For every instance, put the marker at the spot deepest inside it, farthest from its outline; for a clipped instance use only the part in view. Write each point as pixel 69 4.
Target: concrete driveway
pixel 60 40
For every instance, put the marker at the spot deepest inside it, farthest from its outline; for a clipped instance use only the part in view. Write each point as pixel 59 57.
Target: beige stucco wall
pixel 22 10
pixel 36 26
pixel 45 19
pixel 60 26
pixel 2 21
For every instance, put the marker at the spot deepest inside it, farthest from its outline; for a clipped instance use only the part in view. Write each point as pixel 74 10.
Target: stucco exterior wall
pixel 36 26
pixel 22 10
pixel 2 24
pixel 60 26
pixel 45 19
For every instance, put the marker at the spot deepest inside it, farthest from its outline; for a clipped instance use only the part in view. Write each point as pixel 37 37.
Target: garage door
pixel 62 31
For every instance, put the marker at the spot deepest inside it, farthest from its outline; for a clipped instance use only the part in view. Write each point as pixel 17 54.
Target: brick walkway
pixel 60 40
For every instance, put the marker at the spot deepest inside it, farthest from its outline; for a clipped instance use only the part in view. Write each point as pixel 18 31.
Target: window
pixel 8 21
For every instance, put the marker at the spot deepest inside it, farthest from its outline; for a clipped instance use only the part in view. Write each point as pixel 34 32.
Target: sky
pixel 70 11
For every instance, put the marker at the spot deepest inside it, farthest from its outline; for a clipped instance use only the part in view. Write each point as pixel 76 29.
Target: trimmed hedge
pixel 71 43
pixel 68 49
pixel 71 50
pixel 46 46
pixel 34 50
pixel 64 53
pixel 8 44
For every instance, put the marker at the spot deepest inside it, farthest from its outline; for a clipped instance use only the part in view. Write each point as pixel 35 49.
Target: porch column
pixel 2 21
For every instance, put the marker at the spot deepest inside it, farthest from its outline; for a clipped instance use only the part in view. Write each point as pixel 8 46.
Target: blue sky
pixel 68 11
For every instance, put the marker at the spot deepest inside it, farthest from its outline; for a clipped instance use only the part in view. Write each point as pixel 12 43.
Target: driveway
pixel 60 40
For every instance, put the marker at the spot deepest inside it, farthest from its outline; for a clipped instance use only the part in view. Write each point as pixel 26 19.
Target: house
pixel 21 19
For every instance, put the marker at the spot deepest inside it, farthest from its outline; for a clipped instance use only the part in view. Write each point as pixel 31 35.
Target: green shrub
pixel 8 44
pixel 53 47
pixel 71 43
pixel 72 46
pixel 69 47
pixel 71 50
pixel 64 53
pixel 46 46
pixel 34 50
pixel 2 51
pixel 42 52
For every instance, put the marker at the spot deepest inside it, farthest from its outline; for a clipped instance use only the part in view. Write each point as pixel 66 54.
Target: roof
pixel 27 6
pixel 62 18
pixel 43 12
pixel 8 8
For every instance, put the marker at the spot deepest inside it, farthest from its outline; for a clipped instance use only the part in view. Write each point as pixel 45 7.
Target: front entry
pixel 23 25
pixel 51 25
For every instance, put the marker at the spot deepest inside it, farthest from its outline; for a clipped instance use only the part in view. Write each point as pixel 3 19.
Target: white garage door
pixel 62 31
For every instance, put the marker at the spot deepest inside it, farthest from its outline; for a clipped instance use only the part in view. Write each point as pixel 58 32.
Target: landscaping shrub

──────────

§ **What this task involves**
Reproduce all of the records above word for word, keeping every line unchanged.

§ **Finished exercise**
For every instance, put the marker at the spot deepest inside it, farthest from its outline; for a clipped instance use only the part in view. Write each point as pixel 69 4.
Target: concrete driveway
pixel 60 40
For every instance, put the marker at the spot deepest inside it, farthest from its outline; for a clipped instance use only the part in view. Write each point as pixel 59 57.
Target: beige stucco wall
pixel 22 10
pixel 36 26
pixel 45 19
pixel 60 26
pixel 2 21
For every instance, put the marker at the spot deepest inside it, farthest from its outline; for a clipped instance use only the part in view. Write each point as pixel 74 10.
Target: stucco exterior wall
pixel 36 26
pixel 22 10
pixel 2 24
pixel 60 26
pixel 45 19
For every instance, put the marker at the spot deepest inside it, farthest from its outline; for a clipped instance use only the part in view. Write each point as pixel 37 37.
Target: garage door
pixel 62 31
For every instance, put the marker at the spot deepest inside it, farthest from its outline; for a clipped instance use only the part in view. Write each point as pixel 17 54.
Target: brick walkway
pixel 60 40
For every instance, put the marker at the spot deepest inside it, farthest from its outline; for a clipped instance use only the part in view. Write each point as pixel 18 31.
Target: window
pixel 8 21
For every instance, put the marker at the spot deepest inside it, farthest from its outline; for a clipped instance use only the part in view. Write each point as pixel 34 32.
Target: sky
pixel 70 11
For every instance, put the marker at the spot deepest inside it, farthest from its outline; for a clipped instance use only the part in view. Write each point as pixel 76 29.
Target: trimmed hedge
pixel 71 43
pixel 68 49
pixel 71 50
pixel 46 46
pixel 34 50
pixel 64 53
pixel 8 44
For every instance, put the marker at the spot deepest inside it, farthest from its outline; for a clipped instance use only the part in view. Write each point as pixel 35 49.
Target: porch column
pixel 2 21
For every instance, put the marker at the spot deepest inside it, farthest from its outline; for a clipped instance use only the part in view. Write each point as pixel 8 46.
Target: blue sky
pixel 68 11
For every instance, put the marker at the spot deepest inside it, farthest from its outline; for a clipped instance use only the part in view. Write each point as pixel 12 43.
Target: driveway
pixel 60 40
For every instance, put the marker at the spot deepest inside it, farthest from its outline; for a clipped instance use only the part in view. Write each point as pixel 26 19.
Target: house
pixel 21 19
For every instance, put the marker at the spot deepest inside it, farthest from its outline; for a clipped instance use only the part in view. Write each point as pixel 31 35.
Target: green shrub
pixel 8 44
pixel 53 47
pixel 71 43
pixel 72 46
pixel 69 47
pixel 71 50
pixel 64 53
pixel 46 46
pixel 34 50
pixel 2 51
pixel 42 52
For every instance, put the marker at the spot deepest inside it, farthest from its outline; for a clipped instance use only the part in view. Write each point as pixel 66 54.
Target: roof
pixel 27 6
pixel 62 18
pixel 43 12
pixel 8 8
For every instance, put the marker at the spot deepest inside it, farthest from its outline; for a clipped instance use only the part in view. Write each point as pixel 45 7.
Target: front entry
pixel 23 25
pixel 51 25
For every instance, put the marker at the spot deepest inside it, farthest from its outline; for a clipped instance use only the part in view. Write each point as pixel 3 19.
Target: white garage door
pixel 62 31
For every instance, put the marker at the spot deepest inside it, farthest from its outline; for a clipped instance use only the part in view. Write each point as pixel 58 32.
Target: landscaping shrub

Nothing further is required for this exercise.